Given task: Extract precisely the lines that run from the line containing "Please place a point on the penguin belly" to the end of the records below, with both ends included and pictures omitted.

(Stored data entries)
────────────────────────────────────────

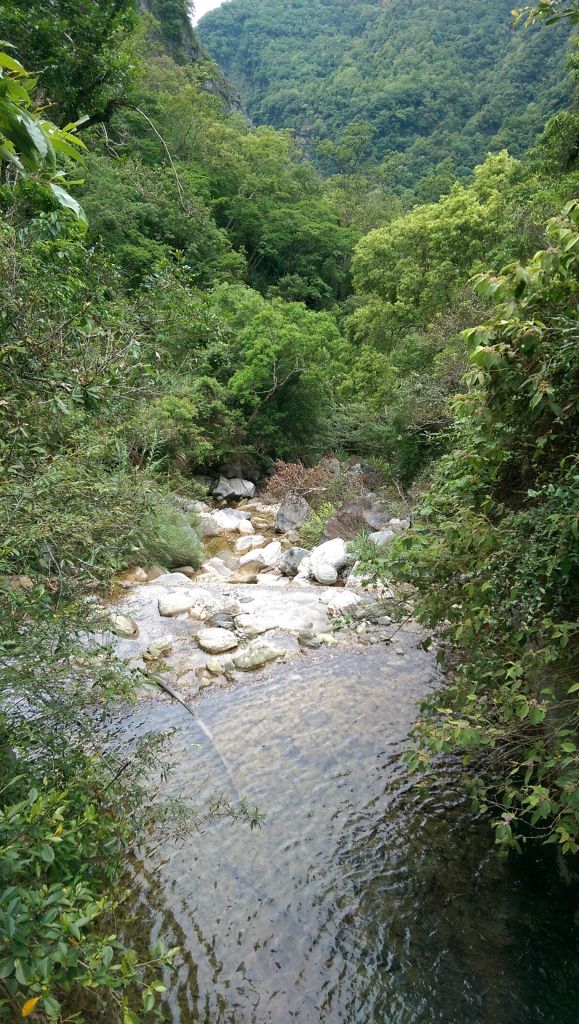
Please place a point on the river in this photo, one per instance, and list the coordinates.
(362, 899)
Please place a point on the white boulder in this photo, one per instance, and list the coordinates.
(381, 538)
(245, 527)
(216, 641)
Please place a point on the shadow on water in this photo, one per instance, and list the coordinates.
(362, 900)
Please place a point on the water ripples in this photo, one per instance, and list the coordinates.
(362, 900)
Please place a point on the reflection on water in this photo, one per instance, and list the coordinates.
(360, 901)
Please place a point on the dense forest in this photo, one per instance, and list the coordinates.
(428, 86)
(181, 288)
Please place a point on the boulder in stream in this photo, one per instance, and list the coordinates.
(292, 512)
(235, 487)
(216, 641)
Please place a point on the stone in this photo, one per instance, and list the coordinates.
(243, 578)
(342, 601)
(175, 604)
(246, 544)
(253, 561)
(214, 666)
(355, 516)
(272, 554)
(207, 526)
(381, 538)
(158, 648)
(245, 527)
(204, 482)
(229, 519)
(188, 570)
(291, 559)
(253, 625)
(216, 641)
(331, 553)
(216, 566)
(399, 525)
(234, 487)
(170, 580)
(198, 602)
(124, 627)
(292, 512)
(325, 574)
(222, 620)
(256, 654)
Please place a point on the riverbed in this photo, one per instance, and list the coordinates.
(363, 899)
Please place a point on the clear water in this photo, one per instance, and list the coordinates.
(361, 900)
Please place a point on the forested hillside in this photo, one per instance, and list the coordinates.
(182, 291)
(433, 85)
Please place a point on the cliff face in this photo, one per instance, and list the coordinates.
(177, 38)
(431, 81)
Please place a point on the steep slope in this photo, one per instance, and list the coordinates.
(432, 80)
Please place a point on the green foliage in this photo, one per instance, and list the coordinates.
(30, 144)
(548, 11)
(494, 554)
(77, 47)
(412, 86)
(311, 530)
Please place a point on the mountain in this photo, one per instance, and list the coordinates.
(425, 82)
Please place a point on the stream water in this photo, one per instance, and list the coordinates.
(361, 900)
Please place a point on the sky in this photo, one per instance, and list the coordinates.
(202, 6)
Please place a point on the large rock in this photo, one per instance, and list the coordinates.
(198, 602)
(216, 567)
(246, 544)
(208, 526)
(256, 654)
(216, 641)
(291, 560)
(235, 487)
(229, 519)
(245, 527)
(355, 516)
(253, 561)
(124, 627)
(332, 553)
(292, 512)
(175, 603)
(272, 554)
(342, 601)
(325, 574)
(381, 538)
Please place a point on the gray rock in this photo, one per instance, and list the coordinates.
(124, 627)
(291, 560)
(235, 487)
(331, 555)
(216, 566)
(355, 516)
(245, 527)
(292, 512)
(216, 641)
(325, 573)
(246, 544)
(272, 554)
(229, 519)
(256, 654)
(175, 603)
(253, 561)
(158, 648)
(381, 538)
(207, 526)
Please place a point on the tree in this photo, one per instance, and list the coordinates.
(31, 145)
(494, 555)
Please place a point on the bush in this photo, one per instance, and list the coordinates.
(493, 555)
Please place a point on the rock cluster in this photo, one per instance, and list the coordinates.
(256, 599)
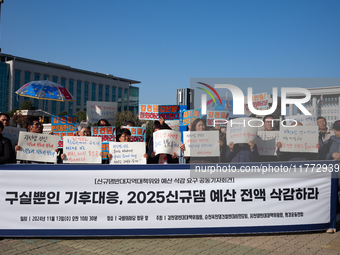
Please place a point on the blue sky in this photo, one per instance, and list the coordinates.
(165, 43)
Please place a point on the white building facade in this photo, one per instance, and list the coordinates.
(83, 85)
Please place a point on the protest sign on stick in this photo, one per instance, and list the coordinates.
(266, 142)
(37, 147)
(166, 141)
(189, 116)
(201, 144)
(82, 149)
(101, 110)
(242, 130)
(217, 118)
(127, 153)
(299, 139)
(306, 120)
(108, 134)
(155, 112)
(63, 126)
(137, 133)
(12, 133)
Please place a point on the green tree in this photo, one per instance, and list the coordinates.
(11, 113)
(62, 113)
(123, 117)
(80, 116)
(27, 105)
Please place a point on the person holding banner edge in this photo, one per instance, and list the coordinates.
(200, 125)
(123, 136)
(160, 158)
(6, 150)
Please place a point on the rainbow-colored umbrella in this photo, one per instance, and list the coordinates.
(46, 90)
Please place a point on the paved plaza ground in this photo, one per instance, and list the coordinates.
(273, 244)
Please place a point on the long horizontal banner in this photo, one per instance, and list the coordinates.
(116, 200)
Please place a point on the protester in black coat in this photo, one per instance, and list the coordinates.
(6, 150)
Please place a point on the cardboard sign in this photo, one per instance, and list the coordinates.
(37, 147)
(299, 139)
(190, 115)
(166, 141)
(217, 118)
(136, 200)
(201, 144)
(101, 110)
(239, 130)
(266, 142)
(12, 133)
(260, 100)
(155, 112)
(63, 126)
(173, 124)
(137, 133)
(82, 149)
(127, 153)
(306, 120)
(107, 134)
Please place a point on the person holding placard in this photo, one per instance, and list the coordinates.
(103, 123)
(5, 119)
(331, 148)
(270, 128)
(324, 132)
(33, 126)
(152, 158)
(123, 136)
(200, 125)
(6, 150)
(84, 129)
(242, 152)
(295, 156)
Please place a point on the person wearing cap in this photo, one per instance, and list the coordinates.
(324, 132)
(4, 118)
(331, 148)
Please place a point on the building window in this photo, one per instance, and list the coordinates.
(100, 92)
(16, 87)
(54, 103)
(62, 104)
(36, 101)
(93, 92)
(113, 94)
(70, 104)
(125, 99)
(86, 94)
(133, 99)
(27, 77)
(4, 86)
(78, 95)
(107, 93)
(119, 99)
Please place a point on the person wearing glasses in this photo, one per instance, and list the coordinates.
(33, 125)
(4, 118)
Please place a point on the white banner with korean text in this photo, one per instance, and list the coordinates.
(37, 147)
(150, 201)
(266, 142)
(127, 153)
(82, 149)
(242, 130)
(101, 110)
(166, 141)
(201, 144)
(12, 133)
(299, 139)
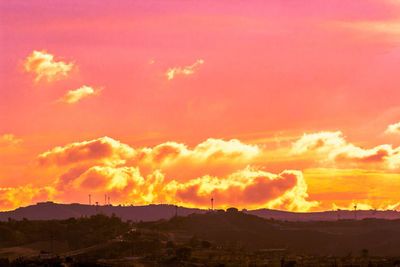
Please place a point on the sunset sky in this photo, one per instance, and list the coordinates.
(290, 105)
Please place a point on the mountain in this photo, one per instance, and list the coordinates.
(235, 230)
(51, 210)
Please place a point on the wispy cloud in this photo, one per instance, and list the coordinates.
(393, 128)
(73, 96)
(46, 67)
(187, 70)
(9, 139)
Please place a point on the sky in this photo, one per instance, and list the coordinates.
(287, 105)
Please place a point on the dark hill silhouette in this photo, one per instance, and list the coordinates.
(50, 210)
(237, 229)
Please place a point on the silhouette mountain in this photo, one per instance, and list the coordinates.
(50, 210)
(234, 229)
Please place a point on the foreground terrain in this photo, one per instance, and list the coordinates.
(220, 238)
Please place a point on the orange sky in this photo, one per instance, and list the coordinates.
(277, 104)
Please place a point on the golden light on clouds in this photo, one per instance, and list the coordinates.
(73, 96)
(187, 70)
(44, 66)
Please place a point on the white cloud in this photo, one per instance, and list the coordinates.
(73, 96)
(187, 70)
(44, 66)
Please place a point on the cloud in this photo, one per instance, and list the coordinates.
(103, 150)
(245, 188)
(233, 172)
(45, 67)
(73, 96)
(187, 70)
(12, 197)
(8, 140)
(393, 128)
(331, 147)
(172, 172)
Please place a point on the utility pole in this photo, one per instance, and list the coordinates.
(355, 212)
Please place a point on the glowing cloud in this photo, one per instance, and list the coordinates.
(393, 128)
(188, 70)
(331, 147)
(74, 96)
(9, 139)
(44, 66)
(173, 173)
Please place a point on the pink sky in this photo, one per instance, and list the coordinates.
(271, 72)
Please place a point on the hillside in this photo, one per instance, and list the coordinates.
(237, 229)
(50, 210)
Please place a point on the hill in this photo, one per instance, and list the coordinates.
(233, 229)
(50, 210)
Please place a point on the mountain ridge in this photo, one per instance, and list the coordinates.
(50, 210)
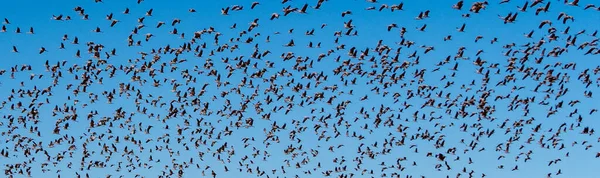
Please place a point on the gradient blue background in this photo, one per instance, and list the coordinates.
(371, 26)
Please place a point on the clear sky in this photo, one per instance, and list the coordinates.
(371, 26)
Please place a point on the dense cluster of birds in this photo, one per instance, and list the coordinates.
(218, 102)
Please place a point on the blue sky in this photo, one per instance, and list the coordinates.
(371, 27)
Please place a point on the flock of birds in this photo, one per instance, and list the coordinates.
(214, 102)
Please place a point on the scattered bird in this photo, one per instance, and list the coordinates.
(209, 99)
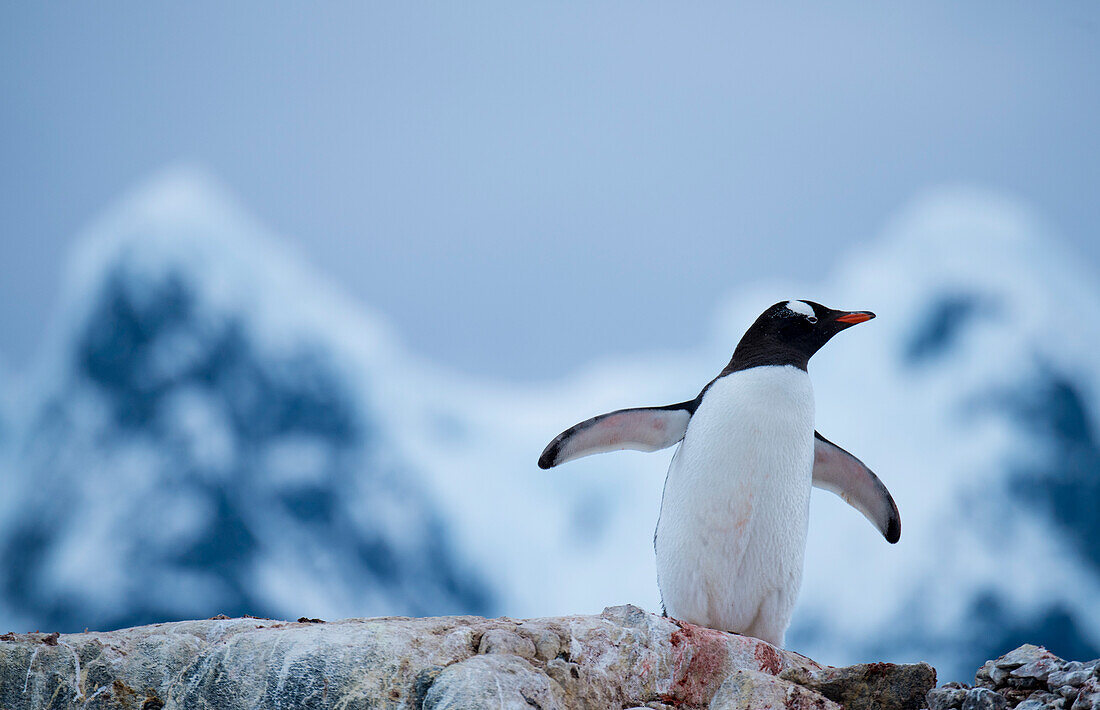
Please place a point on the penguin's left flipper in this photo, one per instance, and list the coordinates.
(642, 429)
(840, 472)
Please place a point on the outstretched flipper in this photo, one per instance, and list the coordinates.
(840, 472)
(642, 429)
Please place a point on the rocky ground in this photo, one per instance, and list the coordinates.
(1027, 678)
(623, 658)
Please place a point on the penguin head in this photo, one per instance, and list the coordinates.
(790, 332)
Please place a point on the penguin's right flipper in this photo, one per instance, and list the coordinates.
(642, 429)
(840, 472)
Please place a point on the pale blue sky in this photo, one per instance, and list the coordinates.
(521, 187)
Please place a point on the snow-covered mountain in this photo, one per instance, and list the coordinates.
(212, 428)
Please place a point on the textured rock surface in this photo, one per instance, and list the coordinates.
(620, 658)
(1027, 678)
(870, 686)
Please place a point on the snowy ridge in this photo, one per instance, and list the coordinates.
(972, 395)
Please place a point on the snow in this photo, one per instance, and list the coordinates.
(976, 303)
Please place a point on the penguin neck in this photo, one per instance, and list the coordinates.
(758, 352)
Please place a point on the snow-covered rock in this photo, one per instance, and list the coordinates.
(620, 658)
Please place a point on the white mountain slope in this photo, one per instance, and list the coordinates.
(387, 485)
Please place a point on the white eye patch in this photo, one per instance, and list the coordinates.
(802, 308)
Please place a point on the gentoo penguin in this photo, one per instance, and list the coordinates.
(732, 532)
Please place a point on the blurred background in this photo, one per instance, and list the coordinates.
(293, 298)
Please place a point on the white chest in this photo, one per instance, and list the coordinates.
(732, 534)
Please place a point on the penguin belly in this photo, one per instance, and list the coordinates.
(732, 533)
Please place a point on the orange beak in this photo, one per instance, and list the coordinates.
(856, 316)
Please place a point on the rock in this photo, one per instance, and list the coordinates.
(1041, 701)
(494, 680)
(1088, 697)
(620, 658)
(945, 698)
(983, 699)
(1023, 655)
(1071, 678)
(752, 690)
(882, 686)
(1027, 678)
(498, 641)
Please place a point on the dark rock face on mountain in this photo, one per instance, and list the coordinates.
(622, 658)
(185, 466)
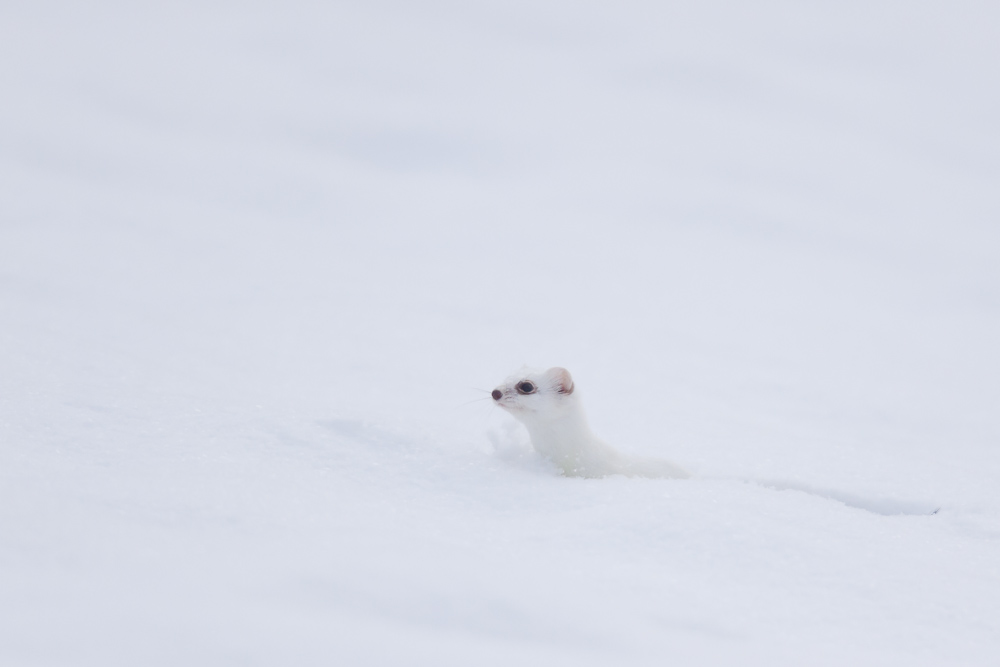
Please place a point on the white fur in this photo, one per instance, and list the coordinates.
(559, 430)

────────────────────────────────────────

Output for this task:
Please place a point on the penguin belly in this photo, one per instance, and list the coordinates.
(732, 533)
Please place a point on the orange beak in this photo, one per instance, and list the coordinates.
(856, 316)
Please place a point on the rock in this photo, one per instance, and list the coordinates.
(1041, 701)
(494, 680)
(1088, 697)
(620, 658)
(945, 698)
(983, 699)
(1023, 655)
(1071, 678)
(752, 690)
(882, 686)
(1027, 678)
(498, 641)
Please place a point on the dark rock face on mountain in this photo, one per instance, and list the coordinates.
(622, 658)
(185, 466)
Please place a point on the white fur in this photo, one per instance, and list the coordinates.
(559, 430)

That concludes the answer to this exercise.